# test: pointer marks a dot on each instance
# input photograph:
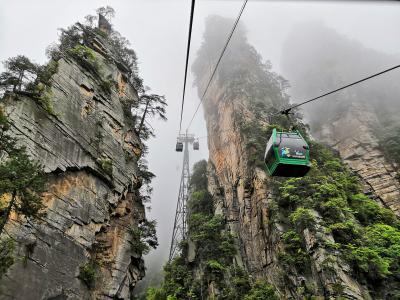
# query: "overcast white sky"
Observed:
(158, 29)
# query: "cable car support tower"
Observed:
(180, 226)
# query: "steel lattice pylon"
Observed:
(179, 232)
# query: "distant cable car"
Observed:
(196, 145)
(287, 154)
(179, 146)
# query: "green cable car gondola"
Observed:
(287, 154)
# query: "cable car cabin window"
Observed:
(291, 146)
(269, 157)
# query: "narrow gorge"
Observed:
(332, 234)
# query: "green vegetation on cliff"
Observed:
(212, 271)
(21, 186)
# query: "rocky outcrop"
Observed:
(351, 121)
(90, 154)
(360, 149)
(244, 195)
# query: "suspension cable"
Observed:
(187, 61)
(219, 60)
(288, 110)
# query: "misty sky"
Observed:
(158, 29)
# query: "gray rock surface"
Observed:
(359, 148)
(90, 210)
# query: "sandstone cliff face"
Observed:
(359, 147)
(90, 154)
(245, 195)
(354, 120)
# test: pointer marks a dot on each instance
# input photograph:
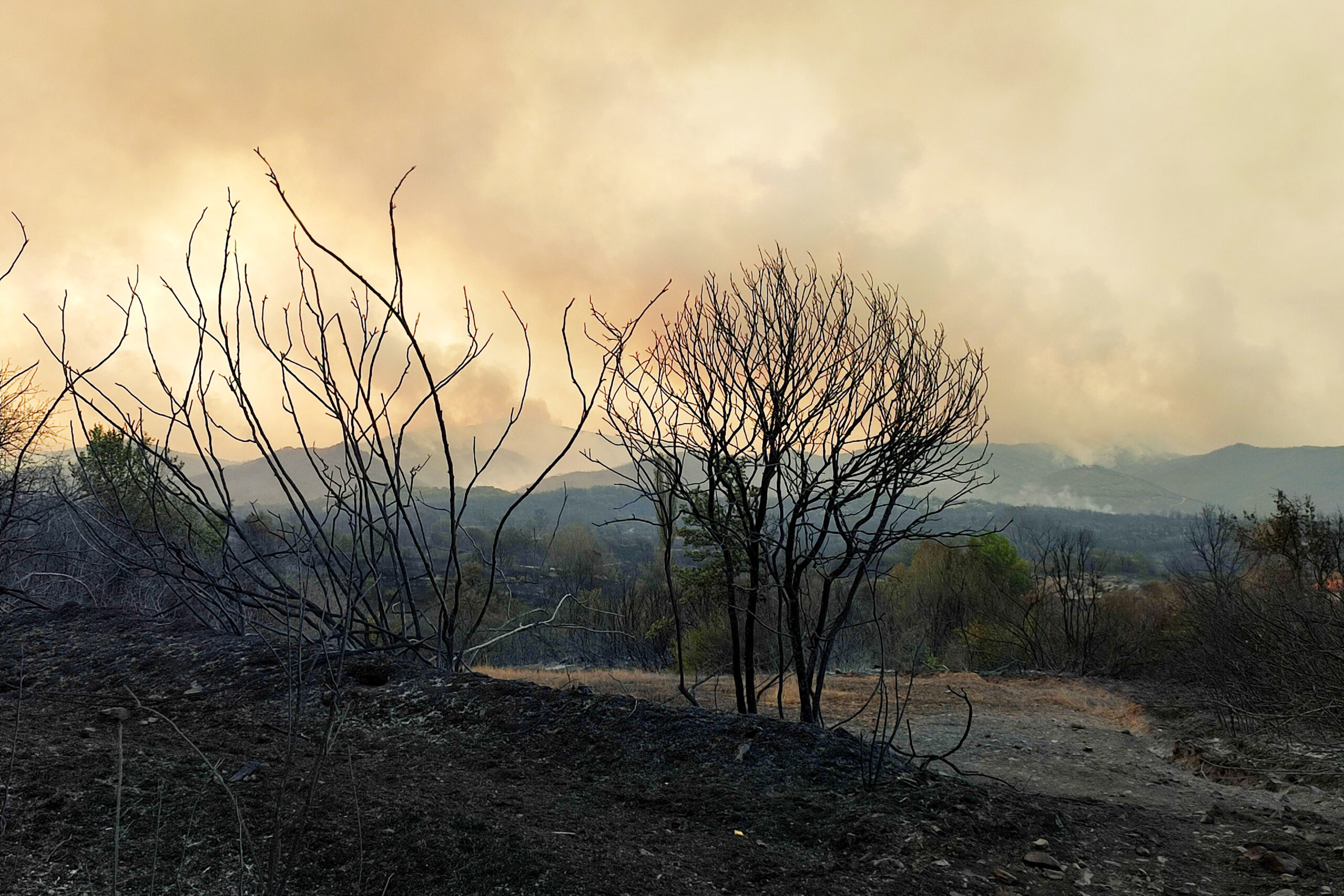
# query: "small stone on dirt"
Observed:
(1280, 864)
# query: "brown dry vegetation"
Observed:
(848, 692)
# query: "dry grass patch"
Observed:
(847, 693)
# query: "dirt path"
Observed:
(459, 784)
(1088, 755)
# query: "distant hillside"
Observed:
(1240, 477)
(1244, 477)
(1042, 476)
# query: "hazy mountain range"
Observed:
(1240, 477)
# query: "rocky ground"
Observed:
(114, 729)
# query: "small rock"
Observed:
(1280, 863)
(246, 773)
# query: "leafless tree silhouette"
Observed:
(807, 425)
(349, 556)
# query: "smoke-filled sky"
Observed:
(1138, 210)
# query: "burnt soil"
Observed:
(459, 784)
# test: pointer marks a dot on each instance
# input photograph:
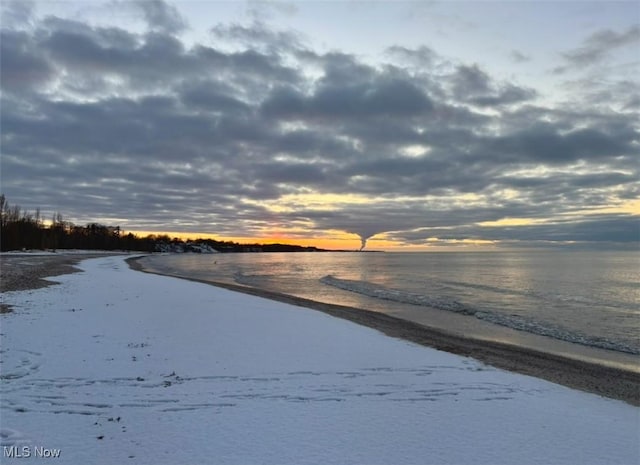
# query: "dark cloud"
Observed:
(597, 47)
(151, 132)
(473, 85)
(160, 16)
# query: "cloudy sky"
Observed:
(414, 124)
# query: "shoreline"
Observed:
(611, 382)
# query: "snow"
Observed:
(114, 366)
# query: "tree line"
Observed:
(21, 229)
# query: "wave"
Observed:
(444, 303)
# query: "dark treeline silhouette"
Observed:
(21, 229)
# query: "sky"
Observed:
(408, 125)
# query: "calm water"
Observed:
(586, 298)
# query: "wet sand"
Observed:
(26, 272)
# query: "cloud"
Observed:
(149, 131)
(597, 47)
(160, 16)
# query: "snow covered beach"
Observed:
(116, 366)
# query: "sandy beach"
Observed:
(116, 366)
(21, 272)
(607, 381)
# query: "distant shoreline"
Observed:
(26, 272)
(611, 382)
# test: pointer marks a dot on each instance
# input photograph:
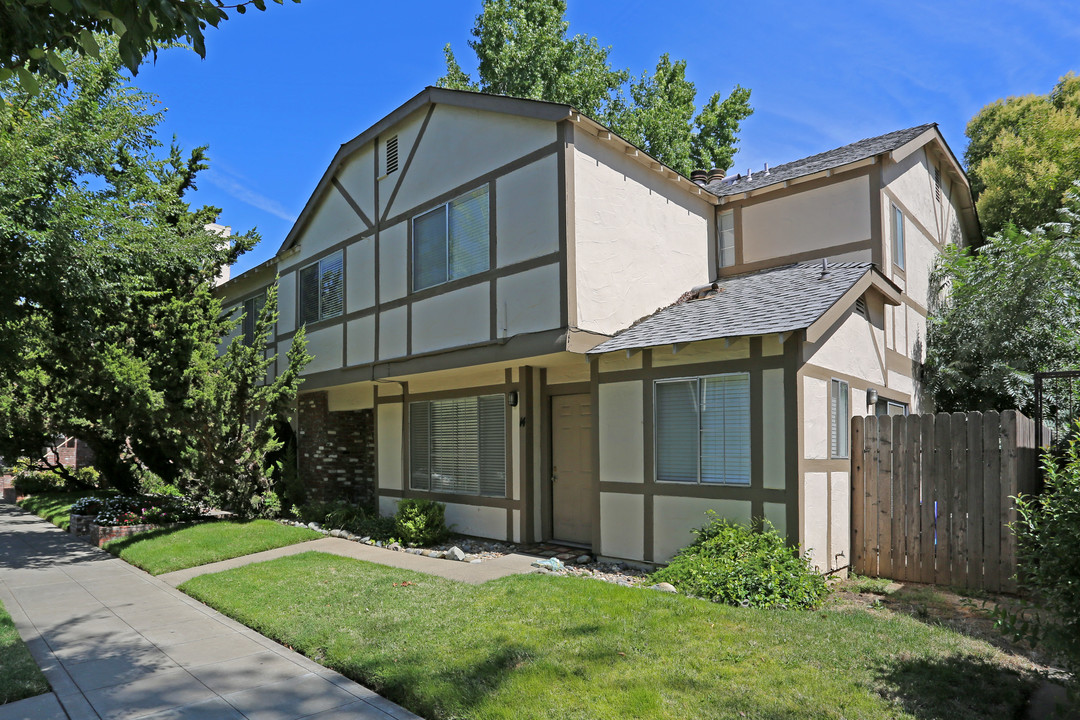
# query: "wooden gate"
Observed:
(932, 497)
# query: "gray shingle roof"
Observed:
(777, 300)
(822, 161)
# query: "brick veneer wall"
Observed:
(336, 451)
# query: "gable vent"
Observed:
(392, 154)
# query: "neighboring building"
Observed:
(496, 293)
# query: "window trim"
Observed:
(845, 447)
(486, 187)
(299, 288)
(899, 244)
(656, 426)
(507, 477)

________________________

TASK STATEMENT: Looking at the data above, how many lines hold the word "beach"? Respond with the number alone.

ANSWER TO THE PROBLEM: 2